*Exercise aim*:
Output every record word for word, minus the pictures.

____ Extracted material

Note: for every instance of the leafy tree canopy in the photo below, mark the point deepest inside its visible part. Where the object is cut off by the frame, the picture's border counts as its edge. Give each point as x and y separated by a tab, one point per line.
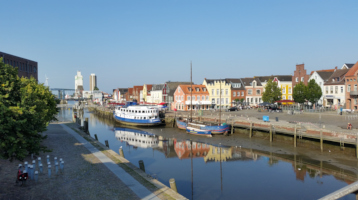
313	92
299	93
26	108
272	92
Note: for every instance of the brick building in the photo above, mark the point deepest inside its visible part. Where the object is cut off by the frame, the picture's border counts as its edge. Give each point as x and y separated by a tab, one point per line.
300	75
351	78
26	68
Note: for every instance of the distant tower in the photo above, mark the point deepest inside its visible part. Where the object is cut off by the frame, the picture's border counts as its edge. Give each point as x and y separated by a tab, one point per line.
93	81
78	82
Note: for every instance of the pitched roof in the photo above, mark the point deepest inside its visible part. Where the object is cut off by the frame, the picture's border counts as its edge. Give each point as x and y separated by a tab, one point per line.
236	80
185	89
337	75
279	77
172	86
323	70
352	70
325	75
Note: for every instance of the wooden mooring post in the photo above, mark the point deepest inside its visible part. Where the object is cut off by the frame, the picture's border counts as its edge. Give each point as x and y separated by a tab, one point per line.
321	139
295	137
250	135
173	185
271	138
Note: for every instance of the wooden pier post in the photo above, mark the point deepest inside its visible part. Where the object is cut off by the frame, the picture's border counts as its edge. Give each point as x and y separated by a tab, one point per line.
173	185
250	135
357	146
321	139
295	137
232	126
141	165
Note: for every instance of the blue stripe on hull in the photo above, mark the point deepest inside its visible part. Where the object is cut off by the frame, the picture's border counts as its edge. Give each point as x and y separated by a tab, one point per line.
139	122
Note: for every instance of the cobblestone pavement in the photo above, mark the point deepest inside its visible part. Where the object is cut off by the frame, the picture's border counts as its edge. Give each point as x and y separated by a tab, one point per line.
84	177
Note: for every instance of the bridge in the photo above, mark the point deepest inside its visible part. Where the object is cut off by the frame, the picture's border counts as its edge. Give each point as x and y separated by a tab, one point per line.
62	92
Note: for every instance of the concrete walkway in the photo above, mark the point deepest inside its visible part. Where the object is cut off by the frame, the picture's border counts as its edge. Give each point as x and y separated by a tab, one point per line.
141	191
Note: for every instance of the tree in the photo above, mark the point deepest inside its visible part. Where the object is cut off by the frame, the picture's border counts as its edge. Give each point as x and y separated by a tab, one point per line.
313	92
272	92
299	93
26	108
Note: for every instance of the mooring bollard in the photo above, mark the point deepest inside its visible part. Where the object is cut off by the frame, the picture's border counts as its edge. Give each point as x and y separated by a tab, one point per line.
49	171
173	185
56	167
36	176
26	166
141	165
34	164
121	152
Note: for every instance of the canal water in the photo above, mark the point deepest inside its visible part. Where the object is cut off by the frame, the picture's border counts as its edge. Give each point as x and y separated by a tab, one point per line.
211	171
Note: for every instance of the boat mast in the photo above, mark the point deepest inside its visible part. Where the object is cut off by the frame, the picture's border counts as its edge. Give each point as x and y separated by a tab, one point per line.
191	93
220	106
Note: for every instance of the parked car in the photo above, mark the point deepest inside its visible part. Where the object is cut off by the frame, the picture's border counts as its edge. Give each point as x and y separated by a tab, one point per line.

________

*Result*:
Note: for every instance of the leafy tree canopy in the photo below, mark the point deepest inside its visible part. Where the object is cut off by the frame, the picture's border counts as its edge. Give each point as x and y separated by a tab, one point per line.
313	92
299	93
26	108
272	92
Note: for every instance of the brick building in the photo above, mark the point deepest inside its visible part. Where the object is cut off by the frame, the picture's border counts as its edge. Give each point as x and y separated by a tab, one point per line.
300	75
351	78
26	68
Note: for every instance of the distant tower in the photo above, mark the point deepest inside its visible part. Where the object is cut off by the frame, the picture's border counts as its edge. Give each point as x and y separated by a tab, one point per line.
93	81
78	82
Note: for every instance of the pitched roof in the photo above, mark the point deepest inside its visible part. Where the object is cut off by the frame, the picture's border counts as its edge. Give each point as x and y separated by a tab, one point per line.
236	80
185	89
337	75
279	77
172	86
323	70
352	70
325	75
Note: for every instance of the wooden mooring post in the photo above, mark the point deepest inside its visible part. Where the object is cut off by the frame, the picture's border counts as its edge. Give each point as x and y separated by a tab, one point per line.
321	139
295	137
250	135
173	185
271	138
Note: for every instance of the wooden pier post in the photo above, mark the point deepest inside its visible part. Where the object is cut off by the frame, the picture's border counts as its edge. Give each point as x and y separated by a tab, one point per line.
173	185
250	135
357	146
321	139
295	137
232	126
141	165
Note: for every instance of the blue stripe on hull in the photo above, mark the point deepest inside its visible part. Where the object is cut off by the frame, the picture's border counts as its edge. Give each point as x and y separated by a tab, one point per line.
139	122
Note: for every instance of the cobblestone pavement in the photo above, mark the point deepest inside its visible part. Where the object is cut off by the frame, the picture's border counts as its edge. Give each point as x and y separated by a tab, one point per line.
84	177
Note: for every instance of the bridge in the photo above, mark the point deepest inside its visible part. Where the object is cut off by the frame, the picture's border counts as its edge. Give each point as x and y separated by a tab, one point per line.
62	92
Note: for every instance of the concrete walkway in the photo above, mark the point deepest inside its visible part. Where the object is cut off by the frame, the picture's border counts as its edge. Give each point as x and y separated by a tab, one point per line.
141	191
Note: for every instance of the tree in the photo above, mark the point deepest inside its visible part. Where the object is cut off by the frame, the picture's border counts as its edge. Give each point as x and y separated by a tab, one point per line.
313	92
272	92
299	93
26	108
Note: for every instance of the mooring bollard in the photo above, mark the point deepest inside its visible part. Where the object is cut off by the frame, the picture's border counts as its edge. Give each point as x and y separated by a tab, one point per line.
49	171
173	185
56	167
36	176
26	166
141	165
34	164
121	152
Note: for every instance of the canal water in the photo above, mark the point deepest inside its visible part. Where the object is cut off by the frame, the picture's border counts as its edge. Give each point as x and y separated by a tab, one point per line.
211	171
Note: for every instance of the boat mast in the photo above, mark the point deepest inside its visible part. Where the object is cut off by the frame, the picture's border counts as its edge. Give each point as x and y separated by a tab, one point per line.
191	93
220	106
Note: for every instance of the parked car in the photo above, mark the point deepest inside its visible part. Where the object is cut off by the frame, the picture's border counts as its edge. Give each point as x and y separated by a tab, one point per line.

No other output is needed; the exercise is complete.